▸ **Exercise prompt**: Report each line of the material below that contains the string "figurine", reproducing every such line in full. Matching is case-sensitive.

[START Given data]

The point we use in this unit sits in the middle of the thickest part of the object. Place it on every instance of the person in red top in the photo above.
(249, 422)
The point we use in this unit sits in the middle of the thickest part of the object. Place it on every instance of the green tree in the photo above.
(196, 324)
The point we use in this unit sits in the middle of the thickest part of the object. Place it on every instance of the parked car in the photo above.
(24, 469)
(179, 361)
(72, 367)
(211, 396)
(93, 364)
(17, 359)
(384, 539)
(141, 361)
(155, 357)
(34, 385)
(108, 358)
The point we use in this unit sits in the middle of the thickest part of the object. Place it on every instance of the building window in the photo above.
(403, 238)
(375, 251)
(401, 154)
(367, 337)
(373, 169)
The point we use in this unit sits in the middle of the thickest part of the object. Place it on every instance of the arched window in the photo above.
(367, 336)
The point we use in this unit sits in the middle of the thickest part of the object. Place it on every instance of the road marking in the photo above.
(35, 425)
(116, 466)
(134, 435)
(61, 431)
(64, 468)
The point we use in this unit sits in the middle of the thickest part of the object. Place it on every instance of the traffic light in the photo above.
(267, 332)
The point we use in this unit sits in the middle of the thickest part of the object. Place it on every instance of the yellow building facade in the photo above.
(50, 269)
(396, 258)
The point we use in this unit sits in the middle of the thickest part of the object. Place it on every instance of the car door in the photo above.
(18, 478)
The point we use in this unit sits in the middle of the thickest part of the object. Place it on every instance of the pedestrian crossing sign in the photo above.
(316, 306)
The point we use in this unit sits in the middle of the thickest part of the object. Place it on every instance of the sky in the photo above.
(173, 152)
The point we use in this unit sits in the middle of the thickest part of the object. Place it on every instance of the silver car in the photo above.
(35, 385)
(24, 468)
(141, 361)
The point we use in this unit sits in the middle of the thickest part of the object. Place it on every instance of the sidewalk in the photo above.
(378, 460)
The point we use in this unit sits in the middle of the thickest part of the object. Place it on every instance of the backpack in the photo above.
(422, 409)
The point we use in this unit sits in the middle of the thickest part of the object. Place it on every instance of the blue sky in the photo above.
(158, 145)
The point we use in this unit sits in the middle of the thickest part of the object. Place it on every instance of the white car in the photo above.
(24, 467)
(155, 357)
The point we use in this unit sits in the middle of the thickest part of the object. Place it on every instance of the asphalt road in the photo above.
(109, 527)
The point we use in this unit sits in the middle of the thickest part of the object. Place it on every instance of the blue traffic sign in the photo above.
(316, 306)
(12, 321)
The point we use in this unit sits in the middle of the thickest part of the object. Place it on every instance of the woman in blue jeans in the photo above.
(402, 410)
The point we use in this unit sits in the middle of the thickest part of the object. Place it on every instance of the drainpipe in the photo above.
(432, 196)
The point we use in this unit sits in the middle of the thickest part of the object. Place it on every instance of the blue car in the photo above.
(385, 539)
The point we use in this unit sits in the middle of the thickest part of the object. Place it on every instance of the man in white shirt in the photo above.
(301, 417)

[END Given data]
[START Given data]

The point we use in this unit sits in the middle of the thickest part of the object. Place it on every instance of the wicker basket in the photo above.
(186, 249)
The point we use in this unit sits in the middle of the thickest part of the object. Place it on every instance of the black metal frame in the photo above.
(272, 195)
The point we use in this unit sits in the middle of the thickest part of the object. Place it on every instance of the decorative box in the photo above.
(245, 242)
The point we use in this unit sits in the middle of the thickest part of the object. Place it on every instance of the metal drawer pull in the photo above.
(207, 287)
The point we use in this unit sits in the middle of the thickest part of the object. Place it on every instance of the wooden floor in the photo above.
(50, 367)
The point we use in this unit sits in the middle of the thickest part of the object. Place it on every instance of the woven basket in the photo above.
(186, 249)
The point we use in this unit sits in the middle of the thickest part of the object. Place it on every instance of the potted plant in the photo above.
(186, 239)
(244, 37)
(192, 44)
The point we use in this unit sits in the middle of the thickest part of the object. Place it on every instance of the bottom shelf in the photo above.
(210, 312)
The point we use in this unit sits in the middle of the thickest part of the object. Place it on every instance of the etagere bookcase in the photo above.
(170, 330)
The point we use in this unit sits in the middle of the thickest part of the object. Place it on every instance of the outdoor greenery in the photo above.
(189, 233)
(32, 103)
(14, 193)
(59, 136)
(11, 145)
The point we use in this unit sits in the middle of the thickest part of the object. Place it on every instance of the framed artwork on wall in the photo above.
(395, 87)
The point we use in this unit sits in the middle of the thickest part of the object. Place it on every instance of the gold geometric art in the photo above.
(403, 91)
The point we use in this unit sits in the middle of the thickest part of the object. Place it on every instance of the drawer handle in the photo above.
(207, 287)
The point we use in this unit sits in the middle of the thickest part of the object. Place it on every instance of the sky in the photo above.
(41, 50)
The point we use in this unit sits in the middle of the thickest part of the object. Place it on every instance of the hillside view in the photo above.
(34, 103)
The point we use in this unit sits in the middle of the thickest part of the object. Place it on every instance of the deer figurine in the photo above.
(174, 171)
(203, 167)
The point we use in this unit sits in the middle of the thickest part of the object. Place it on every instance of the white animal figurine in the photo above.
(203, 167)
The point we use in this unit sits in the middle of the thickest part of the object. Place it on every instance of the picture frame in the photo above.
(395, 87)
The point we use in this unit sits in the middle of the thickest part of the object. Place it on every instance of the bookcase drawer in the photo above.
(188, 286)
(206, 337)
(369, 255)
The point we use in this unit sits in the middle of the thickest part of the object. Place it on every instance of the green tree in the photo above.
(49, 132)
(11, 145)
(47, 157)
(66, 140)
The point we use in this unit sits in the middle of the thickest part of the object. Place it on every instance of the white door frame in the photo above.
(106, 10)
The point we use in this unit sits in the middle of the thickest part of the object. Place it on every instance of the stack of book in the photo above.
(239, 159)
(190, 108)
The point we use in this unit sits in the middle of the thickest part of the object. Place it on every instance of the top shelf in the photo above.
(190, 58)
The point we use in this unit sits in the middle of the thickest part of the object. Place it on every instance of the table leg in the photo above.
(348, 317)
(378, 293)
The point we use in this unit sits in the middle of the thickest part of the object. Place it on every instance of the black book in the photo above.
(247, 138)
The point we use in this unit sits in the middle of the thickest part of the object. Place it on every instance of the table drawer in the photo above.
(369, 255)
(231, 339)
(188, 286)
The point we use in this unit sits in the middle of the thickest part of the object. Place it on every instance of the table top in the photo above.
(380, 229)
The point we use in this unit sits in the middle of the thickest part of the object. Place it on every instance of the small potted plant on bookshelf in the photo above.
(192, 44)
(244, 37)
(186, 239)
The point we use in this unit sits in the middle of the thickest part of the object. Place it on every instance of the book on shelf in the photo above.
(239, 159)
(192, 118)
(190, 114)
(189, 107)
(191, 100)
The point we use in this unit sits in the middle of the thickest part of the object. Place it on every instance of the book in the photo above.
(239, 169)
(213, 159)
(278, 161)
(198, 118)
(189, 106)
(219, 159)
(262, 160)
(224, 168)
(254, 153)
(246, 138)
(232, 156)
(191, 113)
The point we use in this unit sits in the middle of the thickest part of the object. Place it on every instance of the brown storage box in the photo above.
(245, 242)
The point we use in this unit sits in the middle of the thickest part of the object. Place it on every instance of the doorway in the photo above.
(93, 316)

[END Given data]

▸ **Exercise solution**:
The point we use in this unit sits in the middle of the thickest part of the object. Place it on every instance of the deer figurine in the photo above.
The point we use in this unit sits in the middle of the thickest part of the object. Place it on every instance of the white animal figurine in the photo above.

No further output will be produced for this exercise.